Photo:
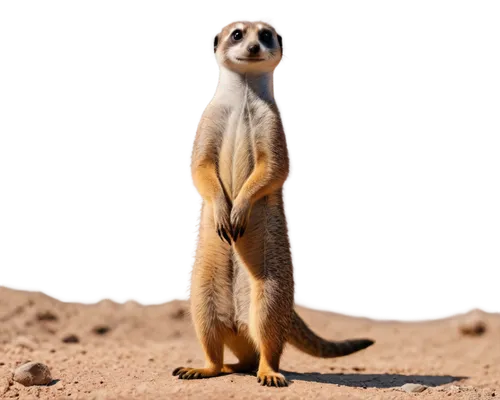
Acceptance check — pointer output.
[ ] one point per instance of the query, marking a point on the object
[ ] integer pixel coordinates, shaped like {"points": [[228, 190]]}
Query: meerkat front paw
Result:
{"points": [[271, 379], [194, 373], [239, 216], [222, 219]]}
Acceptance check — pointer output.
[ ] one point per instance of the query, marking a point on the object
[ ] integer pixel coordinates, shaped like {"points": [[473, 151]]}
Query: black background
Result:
{"points": [[394, 194]]}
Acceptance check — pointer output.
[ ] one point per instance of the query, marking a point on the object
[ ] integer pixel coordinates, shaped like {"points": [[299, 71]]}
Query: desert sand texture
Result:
{"points": [[113, 348]]}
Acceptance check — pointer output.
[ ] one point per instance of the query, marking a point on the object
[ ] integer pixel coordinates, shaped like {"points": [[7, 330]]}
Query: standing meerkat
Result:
{"points": [[242, 282]]}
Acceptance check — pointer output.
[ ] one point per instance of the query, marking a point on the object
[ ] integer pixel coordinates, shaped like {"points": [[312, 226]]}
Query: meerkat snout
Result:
{"points": [[254, 49]]}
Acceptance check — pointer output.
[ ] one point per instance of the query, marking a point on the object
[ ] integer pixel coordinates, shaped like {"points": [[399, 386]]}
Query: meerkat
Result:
{"points": [[242, 283]]}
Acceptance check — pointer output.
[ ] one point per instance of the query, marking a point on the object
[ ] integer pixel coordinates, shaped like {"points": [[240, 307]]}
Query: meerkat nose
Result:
{"points": [[253, 49]]}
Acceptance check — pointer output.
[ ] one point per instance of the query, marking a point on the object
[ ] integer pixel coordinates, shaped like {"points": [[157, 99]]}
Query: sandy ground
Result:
{"points": [[127, 349]]}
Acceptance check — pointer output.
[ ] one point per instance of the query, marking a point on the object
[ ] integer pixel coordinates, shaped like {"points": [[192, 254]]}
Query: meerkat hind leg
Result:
{"points": [[244, 350], [210, 289], [271, 308]]}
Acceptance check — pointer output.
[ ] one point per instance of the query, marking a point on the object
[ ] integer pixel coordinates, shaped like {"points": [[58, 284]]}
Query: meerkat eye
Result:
{"points": [[237, 34], [265, 36]]}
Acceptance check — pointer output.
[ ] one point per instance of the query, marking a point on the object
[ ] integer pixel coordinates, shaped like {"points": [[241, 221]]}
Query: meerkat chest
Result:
{"points": [[246, 120]]}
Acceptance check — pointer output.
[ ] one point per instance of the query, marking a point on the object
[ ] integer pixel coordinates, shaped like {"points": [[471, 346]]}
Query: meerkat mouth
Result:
{"points": [[250, 59]]}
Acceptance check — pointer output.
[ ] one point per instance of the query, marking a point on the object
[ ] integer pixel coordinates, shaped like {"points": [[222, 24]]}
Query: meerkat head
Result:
{"points": [[249, 46]]}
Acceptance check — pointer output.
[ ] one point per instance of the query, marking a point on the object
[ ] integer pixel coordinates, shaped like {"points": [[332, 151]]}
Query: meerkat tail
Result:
{"points": [[306, 340]]}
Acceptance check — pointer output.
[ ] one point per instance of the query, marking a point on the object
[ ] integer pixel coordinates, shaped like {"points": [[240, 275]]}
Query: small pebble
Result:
{"points": [[25, 342], [413, 387], [71, 339], [472, 327], [32, 373], [101, 329], [46, 316]]}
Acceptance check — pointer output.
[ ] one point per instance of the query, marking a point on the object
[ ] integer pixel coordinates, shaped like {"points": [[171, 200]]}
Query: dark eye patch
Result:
{"points": [[237, 35], [280, 40], [266, 36]]}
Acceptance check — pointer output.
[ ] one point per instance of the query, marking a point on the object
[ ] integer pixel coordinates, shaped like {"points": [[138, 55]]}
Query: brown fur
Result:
{"points": [[242, 279]]}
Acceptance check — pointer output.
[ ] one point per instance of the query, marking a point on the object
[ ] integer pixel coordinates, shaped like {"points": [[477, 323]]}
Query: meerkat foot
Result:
{"points": [[271, 378], [195, 373], [237, 368]]}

_ _ _ _ _

_Do this_
Except for the pictures, give all the material above again verbatim.

_Reply_
Photo:
Acceptance check — pointer output.
[ ] one point per instance of the query, marking a point on the object
[ ] integer pixel coordinates, shaped like {"points": [[228, 190]]}
Query: meerkat front paw
Result:
{"points": [[271, 379], [194, 373], [239, 216], [222, 219]]}
Acceptance check — pointer output.
[ ] one point per instance of the query, marking a point on the object
[ ] integer pixel coordinates, shaped like {"points": [[473, 151]]}
Query: black background
Result:
{"points": [[394, 194]]}
Acceptance check — pointer output.
[ ] one point per instance of the query, marking a point on the object
[ ] integer pixel coordinates, shaped like {"points": [[299, 71]]}
Query: desert sand texture
Result:
{"points": [[113, 348]]}
Acceptance check — pointer output.
[ ] one point per instance of the query, marking a point on the object
[ ] integer pixel coordinates, shaped like {"points": [[7, 330]]}
Query: standing meerkat
Result:
{"points": [[242, 282]]}
Acceptance check — pointer output.
[ ] one point per instance of the query, marking a point on the object
[ ] integer pixel coordinates, shaped like {"points": [[312, 226]]}
Query: meerkat snout
Result:
{"points": [[254, 49]]}
Acceptance check — pointer output.
[ ] one point per instance of the query, marking a point on the object
[ ] integer pixel coordinates, shaped like {"points": [[399, 386]]}
Query: meerkat
Result:
{"points": [[242, 283]]}
Acceptance check — pointer output.
[ ] one point per instance of the query, marking a point on the object
[ ] integer pixel coordinates, shaped like {"points": [[240, 307]]}
Query: meerkat nose
Result:
{"points": [[253, 49]]}
Acceptance check — pointer output.
[ ] one point per instance of the query, marking a point on the object
[ ] integer pixel coordinates, shaped like {"points": [[157, 99]]}
Query: sandy ground
Result:
{"points": [[127, 349]]}
Acceptance check — pointer output.
[ ] one point per instance of the query, marking a point on the object
[ ] integer pixel coordinates, shaped like {"points": [[192, 254]]}
Query: meerkat hind leg
Result:
{"points": [[244, 350], [210, 289], [271, 308]]}
Acceptance check — pointer output.
[ ] one point per instance of the query, marking a point on the object
[ ] integer pixel coordinates, shaped like {"points": [[58, 284]]}
Query: meerkat eye
Result:
{"points": [[237, 34], [265, 36]]}
Acceptance check — pointer output.
[ ] one point per instance of the query, marking a point on the object
[ ] integer pixel coordinates, shaped like {"points": [[241, 221]]}
Query: meerkat chest
Result:
{"points": [[246, 120]]}
Acceptance check — pointer output.
[ ] one point per instance of the query, marking a point on the object
[ ] integer pixel coordinates, shaped like {"points": [[471, 346]]}
Query: meerkat mouth
Result:
{"points": [[250, 59]]}
Acceptance check — pointer output.
[ ] one point per instance of the query, marking a point on the object
[ ] integer pixel coordinates, shaped like {"points": [[222, 24]]}
Query: meerkat head
Result:
{"points": [[249, 46]]}
Acceptance check — pointer output.
[ ] one point per instance of the query, marking a point on the object
[ ] integer pixel coordinates, shaped like {"points": [[332, 151]]}
Query: meerkat tail
Result:
{"points": [[306, 340]]}
Acceptance check — pointer output.
[ ] one point per instance of the query, marking a point on the object
[ ] integer pixel coordinates, shaped like {"points": [[240, 275]]}
Query: small pebble
Result:
{"points": [[25, 342], [413, 387], [71, 339], [472, 327], [32, 373], [101, 329], [46, 316]]}
Acceptance check — pointer output.
[ ] one point per instance of the query, marking a point on the object
[ ] integer pixel coordinates, shaped like {"points": [[171, 200]]}
Query: dark eye patch
Result:
{"points": [[237, 35], [280, 40], [266, 36]]}
Acceptance check — pointer output.
[ ] one point per instance of the query, marking a point on the object
[ ] integer pixel coordinates, shaped like {"points": [[138, 55]]}
Query: brown fur
Result:
{"points": [[242, 279]]}
Acceptance check — pointer output.
[ ] one point per instance of the query, marking a point on the object
[ ] integer pixel coordinates, shaped like {"points": [[477, 323]]}
Query: meerkat foot
Result:
{"points": [[271, 378], [195, 373], [237, 368]]}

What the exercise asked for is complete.